▸ GIVEN PROBLEM A
Print the thread on parents paying for their children's education from "My wife's little" up to and including "the gravy train.".
▸ GIVEN PROBLEM B
In the thread on parents paying for their children's education, how did the husband react when he learned of the American norm of sending parents to retirement homes?
▸ GIVEN PROBLEM C
Go on with the thread on parents paying for their children's education from where it stops.

# start of PROVIDED PASSAGE

I think among American households parents have a lot more of this individualistic philosophy towards their children where they expect their children to be able to support themselves and be their own person once they turn 18. I've seen this across my hometown, where a handful of white parents essentially shut off all financial assistance to their children after they turned 18. On the other hand, I think Asians have a very different outlook on family, where the vast majority of Asian households I know of don't see a child turning 18 as the moment they become independent, but rather expect the parent-child relationship to last forever (Parents will help take care of their children in the ways they can, and in turn when the parents are no longer able to take care of themselves the children must take care of parents). In line with the cultural familial norms, Asian parents see paying for their children's educations as an investment, where their children down the line will in turn financially support them.

 

Definitely agree with the cultural aspects. My husband is Asian and his idea of family is pretty different from American culture. Even though his parents are more than comfortable and able to live independently with their retirement savings there was a mutual understanding between them that once he finally determined where to settle down his parents would move to a house either close to us or live with us, and they would play an integral part in our lives (help us with domestic tasks, take care of our children down the line, etc) and we would remain an integral part in their lives and support them when they need us. I remember he was horrified at the norm here in America of just sending your parents off to retirement homes when he learned about it.

 
Funniest

Lmfao at saying 700-800k a year is "comfortable". You are wealthy. 

 

Lol yeah that's fair. I guess it's because my parents avoided lifestyle inflation so I always felt like we lived well below the norm for our income level and much closer to the average upper-middle-class household.

 

I can’t think of a single wealthy or even upper middle class family, white or otherwise, who did not pay for their children’s education. I think your gf’s parents are just hard asses here. 
 

I mean I literally know dozens of these people and just about every single one had their education paid for. 

 

I make $2M-$3M a year and if my kid doesn't get into a good school, I'm not paying. And I won't be paying for any of his shit until he does.

My wife's little brother was a bum. Ended up in community college (not by choice, terrible SATs), then a horrific state school with a worthless major and he's a bartender. Her parents paid for everything. Fuck that.

If that's my kid, they would be struggling until they finally came to Jesus (figuratively), retook the SATs and got accepted to a decent school.  Then they get access to the gravy train. 

I'll put my kid in private school so the floor will be high. His version of community college will probably be Dartmouth. 

 

Theres different types of wealth. A lot of people like throwing money around and having no one know how close they live to the edge. I think everyone would be surprised to see the real levels of peoples wealth vs how much they spend.

# end of PROVIDED PASSAGE
# start of MATERIAL SUPPLIED

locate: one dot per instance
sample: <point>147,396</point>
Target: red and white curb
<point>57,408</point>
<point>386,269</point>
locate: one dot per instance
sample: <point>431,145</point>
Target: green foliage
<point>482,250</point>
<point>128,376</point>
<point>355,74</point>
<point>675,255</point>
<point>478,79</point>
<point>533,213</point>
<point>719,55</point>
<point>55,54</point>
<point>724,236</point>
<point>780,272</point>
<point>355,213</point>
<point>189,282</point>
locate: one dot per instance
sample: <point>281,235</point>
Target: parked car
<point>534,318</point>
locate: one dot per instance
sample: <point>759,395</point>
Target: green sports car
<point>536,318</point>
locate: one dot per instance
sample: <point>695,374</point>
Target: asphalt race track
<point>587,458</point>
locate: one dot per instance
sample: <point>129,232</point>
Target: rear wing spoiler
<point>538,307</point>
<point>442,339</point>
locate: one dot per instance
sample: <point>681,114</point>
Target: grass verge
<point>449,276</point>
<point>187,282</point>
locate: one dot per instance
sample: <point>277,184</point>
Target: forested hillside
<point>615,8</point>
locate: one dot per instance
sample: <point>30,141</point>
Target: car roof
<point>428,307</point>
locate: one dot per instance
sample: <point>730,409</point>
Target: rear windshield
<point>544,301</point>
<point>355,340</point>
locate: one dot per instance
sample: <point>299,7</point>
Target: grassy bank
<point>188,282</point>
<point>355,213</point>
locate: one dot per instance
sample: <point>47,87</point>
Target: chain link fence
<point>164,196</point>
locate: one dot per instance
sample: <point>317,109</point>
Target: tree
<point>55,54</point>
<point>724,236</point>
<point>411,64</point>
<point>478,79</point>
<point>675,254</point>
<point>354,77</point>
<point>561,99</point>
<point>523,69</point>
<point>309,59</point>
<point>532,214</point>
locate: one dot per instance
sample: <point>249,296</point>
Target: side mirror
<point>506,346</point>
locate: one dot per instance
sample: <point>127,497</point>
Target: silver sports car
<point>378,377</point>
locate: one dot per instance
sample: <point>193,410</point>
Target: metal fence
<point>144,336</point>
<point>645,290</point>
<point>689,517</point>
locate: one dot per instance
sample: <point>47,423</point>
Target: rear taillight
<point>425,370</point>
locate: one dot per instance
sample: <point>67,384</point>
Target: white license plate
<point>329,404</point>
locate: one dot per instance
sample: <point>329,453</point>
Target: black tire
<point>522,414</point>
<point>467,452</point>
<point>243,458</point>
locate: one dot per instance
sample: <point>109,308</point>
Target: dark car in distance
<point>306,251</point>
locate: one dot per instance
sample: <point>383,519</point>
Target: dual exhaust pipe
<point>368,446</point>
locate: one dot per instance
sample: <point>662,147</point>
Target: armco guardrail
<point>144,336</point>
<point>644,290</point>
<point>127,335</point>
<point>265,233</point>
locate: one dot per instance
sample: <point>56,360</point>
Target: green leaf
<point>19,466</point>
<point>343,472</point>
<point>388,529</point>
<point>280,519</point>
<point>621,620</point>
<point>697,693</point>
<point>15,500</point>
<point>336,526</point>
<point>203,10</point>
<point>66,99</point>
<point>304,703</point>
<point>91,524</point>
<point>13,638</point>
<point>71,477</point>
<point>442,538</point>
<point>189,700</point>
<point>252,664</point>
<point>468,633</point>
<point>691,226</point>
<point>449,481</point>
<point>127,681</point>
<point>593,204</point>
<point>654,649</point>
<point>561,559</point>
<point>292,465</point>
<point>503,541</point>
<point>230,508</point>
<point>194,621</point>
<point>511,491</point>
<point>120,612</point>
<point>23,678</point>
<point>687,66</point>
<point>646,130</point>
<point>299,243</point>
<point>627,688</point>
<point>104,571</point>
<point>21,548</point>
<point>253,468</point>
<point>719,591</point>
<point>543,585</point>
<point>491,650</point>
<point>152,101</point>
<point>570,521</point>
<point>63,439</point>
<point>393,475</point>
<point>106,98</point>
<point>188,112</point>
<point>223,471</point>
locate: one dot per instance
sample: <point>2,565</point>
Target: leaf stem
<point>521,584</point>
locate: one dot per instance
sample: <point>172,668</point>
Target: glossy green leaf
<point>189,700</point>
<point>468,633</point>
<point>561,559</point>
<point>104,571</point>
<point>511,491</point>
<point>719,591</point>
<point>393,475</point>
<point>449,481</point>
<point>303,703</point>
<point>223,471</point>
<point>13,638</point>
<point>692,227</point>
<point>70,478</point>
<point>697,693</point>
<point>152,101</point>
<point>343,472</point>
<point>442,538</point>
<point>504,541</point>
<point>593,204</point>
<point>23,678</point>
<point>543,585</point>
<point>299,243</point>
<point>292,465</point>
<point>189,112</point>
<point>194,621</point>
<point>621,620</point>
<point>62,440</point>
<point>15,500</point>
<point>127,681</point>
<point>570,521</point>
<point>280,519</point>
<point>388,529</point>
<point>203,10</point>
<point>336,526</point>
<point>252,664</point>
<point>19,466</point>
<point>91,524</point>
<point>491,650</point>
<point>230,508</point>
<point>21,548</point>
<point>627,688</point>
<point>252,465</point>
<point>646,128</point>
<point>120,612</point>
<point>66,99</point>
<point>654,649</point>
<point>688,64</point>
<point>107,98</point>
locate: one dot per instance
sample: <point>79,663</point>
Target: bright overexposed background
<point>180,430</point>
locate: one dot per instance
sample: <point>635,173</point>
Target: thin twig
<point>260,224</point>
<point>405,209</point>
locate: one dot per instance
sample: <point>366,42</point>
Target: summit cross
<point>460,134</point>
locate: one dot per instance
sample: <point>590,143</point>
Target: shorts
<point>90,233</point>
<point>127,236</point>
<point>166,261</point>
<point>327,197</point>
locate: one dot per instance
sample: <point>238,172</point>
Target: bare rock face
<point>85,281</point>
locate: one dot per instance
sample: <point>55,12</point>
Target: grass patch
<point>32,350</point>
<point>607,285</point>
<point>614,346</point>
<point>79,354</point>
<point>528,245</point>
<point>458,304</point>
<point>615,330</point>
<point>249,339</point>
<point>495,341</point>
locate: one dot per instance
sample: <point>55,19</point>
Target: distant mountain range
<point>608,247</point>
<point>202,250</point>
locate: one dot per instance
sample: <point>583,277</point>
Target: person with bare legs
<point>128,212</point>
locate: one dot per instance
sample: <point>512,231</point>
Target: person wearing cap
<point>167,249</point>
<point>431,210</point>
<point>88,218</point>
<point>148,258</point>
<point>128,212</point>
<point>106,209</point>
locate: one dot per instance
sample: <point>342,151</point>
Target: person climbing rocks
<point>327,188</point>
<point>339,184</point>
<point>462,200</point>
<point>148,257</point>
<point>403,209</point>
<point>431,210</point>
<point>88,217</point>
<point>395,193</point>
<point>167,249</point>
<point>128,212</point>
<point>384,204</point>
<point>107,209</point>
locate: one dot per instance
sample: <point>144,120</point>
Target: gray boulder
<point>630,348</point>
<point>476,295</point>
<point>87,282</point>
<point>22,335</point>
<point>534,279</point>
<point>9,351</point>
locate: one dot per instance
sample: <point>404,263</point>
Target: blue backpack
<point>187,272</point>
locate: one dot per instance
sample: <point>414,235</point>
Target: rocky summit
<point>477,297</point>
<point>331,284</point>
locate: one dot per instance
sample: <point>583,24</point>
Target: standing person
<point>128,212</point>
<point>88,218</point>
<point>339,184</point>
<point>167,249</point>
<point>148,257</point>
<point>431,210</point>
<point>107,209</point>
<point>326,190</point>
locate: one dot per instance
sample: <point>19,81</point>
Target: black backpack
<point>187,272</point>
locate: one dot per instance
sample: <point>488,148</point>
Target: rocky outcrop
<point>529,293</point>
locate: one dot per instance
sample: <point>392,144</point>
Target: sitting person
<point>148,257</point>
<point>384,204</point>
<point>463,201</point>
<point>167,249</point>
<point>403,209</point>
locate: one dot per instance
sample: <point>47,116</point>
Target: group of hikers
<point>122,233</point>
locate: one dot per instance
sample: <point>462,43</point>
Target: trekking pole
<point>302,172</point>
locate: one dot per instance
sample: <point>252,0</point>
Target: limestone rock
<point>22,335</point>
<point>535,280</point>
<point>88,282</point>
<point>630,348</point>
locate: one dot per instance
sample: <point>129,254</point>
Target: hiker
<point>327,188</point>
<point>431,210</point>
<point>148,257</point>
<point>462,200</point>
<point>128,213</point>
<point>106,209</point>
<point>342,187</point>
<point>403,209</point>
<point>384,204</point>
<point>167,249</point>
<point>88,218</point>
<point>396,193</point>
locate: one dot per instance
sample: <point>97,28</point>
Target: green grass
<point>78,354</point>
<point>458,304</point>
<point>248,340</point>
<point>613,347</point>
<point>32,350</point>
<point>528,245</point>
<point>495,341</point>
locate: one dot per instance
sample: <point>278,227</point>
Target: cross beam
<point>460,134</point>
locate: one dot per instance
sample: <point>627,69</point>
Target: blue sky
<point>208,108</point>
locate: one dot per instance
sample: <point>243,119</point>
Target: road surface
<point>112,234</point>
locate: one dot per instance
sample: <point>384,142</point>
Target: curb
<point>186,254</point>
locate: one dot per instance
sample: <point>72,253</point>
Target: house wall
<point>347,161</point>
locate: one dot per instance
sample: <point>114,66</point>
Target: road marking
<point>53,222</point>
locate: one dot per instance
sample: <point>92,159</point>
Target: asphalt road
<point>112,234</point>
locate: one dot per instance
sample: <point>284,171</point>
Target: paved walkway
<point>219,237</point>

# end of MATERIAL SUPPLIED

▸ WRITTEN RESPONSE A
My wife's little brother was a bum. Ended up in community college (not by choice, terrible SATs), then a horrific state school with a worthless major and he's a bartender. Her parents paid for everything. Fuck that.

If that's my kid, they would be struggling until they finally came to Jesus (figuratively), retook the SATs and got accepted to a decent school.  Then they get access to the gravy train.

▸ WRITTEN RESPONSE B
He was horrified.

▸ WRITTEN RESPONSE C
Cannot agree with the above commentator anymore. My family sees me as an extension of themselves and their efforts. I'm Hispanic and we immigrated together to the US a bit over a decade ago and we are already planning as to what we are going to do with the money I make in IB and the money they make and how we will put it towards growing our assets. When I turned 18 they paid what my scholarship didn't cover while I focused on getting a high paying job to build our family up. It is not my parents' money nor my money but rather, the family money. The only way to build forward and contribute to progression is by merging and building up together, not by playing these impractical, petty games of "individuality" where the parents will force the child to take on student loans and potentially ruin their credit scores and employment prospects, among other things, in the hopes that they learn some ambiguous lesson which the parents aren't even sure can be taught this way. This is a dichotomy I've come to learn exists between me and my American born peers which severely perplexes me.

The children will label themselves "independent" because they are living out of their home state and in a dorm (peak individuality to many of these kids whose version of "busy" includes getting drunk at football games and going out on Monday nights), yet almost exclusively pay Ubers, DoorDash, eat out and spend on other things I consider to be luxuries with their parents' credit cards. The second it comes to paying tuition, however, they label themselves independent and proceed to proclaim about how they are "doing it on their own." The American dynamic is very strange and perplexing to me in this sense, as if anything, the only financial assistance parents should be giving their children should be intuition and forcing students to cover their recreational expenses on their own, rather than vice versa.

 

Agree with this 100%. I’m Pakistani and my family views money much the same way. Except that at this point I can’t use their credit card for luxuries, as you put it. However, they help me with tuition and plan on helping with other big purchases down the line even though I won’t need it most likely. I guess for us as a family, it’s about growing our wealth together because at the end of the day it is the family money and we each play our parts to the extent we can. Disagree (severely disagree) with them on some things but overall I think it’s a better to go about doing things than purely individualistic way way I've seen among my American (mainly well off white) friends.

 

My parents made 7 figures and told me they wouldn’t pay a dime for tuition because they both put themselves through school via loans and scholarships and they wanted me to have the same work ethic.

I understood - it was their money, not mine - but it would have been nice to have a little more optionality. Interestingly they were more than happy to pay living expenses (personally I probably would have switched those)

 

That is the mentality of an asshole or a moron. I am sure when they went to school, the cost was a fraction of what it does today.

I just can’t understand the mentality of you can afford to help pay for your kids school, and choose not to because you think some sort of forced struggle is needed.

I paid for all of my school, but I am saving money now for my 1 year old son, because I don’t want him to struggle with that.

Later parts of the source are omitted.